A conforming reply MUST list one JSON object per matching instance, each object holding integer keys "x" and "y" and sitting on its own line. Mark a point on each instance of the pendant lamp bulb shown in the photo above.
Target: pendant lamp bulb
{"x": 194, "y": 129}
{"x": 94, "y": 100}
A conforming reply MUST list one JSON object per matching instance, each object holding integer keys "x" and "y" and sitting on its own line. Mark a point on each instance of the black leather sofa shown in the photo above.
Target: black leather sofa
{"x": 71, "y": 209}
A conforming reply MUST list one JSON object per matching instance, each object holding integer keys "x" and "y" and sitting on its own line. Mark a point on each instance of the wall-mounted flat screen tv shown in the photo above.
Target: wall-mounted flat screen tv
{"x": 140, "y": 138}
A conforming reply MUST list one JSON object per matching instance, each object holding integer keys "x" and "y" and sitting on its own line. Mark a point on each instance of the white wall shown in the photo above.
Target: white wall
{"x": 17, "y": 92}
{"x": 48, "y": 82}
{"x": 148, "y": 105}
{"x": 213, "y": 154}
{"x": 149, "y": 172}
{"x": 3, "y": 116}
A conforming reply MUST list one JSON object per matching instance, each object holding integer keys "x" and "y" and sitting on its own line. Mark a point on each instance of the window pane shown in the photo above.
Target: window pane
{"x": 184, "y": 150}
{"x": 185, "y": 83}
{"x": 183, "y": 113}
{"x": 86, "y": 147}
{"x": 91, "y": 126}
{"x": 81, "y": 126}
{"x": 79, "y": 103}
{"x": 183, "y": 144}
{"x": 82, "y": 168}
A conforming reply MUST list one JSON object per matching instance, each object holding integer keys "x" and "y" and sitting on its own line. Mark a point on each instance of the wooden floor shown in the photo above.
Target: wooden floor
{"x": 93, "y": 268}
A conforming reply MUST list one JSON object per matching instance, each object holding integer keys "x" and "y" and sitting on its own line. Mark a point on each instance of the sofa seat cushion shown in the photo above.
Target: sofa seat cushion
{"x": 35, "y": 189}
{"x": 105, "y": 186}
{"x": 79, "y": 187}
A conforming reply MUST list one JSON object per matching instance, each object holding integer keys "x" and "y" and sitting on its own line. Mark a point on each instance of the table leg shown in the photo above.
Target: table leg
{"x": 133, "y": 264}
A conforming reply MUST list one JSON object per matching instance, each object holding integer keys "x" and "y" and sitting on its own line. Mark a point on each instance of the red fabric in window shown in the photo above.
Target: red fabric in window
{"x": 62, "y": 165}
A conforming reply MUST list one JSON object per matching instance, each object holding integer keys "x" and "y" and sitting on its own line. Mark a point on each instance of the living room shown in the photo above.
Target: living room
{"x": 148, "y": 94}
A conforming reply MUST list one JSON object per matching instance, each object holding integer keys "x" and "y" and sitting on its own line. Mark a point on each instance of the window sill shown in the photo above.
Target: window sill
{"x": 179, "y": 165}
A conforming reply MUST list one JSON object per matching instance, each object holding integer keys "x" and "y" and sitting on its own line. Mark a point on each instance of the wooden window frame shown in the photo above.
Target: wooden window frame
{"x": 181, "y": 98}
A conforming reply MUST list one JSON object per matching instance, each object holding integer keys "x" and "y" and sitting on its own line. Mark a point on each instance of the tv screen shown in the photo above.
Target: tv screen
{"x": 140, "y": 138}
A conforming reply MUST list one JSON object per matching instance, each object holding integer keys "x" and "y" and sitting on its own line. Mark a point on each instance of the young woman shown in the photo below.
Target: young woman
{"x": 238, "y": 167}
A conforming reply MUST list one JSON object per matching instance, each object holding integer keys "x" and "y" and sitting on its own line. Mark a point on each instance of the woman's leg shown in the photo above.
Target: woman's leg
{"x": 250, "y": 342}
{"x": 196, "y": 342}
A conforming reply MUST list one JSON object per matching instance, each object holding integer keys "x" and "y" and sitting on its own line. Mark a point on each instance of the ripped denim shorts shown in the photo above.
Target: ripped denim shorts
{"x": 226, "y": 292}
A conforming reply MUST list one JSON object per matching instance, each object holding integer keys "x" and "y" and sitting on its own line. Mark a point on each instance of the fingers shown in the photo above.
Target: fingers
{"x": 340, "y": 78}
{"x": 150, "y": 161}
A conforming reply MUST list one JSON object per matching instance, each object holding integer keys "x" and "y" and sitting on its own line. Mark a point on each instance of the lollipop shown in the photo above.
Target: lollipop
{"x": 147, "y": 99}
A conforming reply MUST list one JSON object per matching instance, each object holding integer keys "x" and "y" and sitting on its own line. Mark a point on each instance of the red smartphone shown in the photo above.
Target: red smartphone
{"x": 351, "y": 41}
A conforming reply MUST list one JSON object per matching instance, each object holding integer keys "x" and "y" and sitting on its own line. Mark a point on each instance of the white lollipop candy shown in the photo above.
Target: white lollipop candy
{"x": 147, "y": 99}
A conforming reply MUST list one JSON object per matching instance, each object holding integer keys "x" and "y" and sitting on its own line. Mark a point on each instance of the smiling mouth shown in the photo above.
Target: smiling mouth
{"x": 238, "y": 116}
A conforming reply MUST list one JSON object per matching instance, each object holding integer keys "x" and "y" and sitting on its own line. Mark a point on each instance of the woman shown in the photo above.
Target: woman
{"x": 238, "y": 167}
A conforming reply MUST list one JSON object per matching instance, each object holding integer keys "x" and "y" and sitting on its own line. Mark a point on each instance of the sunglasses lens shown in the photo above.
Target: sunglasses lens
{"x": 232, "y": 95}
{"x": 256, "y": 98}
══════════
● What is required: From the line that contains "shorts shown in the photo above." down to the last line of the listing above, repeat each line exactly, and include nothing else.

● Complete response:
A conforming reply MUST list one JSON object per matching instance, each object holding integer keys "x" and "y" and sitting on its own line. Mark a point on each instance of the ripped denim shorts shown in the photo above.
Target: ripped denim shorts
{"x": 226, "y": 292}
A conforming reply MUST list one JSON object per matching instance, each object holding integer keys "x" and "y" and sitting on its own line. Mark a point on each instance of the fingers shown in the photo above.
Target: fingers
{"x": 340, "y": 78}
{"x": 150, "y": 161}
A conforming reply MUST list one JSON object per matching instance, each object holding integer keys "x" and "y" and sitting on its own line. Mark a point on each instance of the lollipop shown in the photo above.
Target: lollipop
{"x": 147, "y": 99}
A conforming reply MUST list one JSON object per matching instance, each object holding integer keys "x" and "y" and sitting on its own line. Mark a point on each instance of the red smartphone shown in the photo above.
Target: red smartphone
{"x": 351, "y": 41}
A conforming reply MUST list one JSON object per matching instance, each object holding integer keys "x" and "y" and sitting on its own line. Mark a point on each instance of the white lollipop candy shown in the photo above.
Target: white lollipop candy
{"x": 147, "y": 99}
A conforming reply MUST list one JSON object per matching instance, each object holding integer keys "x" and "y" and sitting on its own line. Mark a point on each instance of the smiling mouth shown in the photo above.
Target: smiling mouth
{"x": 238, "y": 116}
A conforming reply MUST list one JSON object per matching instance, each object holding integer keys "x" and "y" and sitting on its own line. Mark a point on each instance of the woman shown in the photo above.
Target: woman
{"x": 238, "y": 167}
A conforming reply MUST list one JSON object per matching instance, each object holding integer keys "x" and "y" and sitting on its own line. Mark a point on each instance of the sunglasses lens shown in the photo above.
Target: sunglasses lens
{"x": 232, "y": 95}
{"x": 256, "y": 98}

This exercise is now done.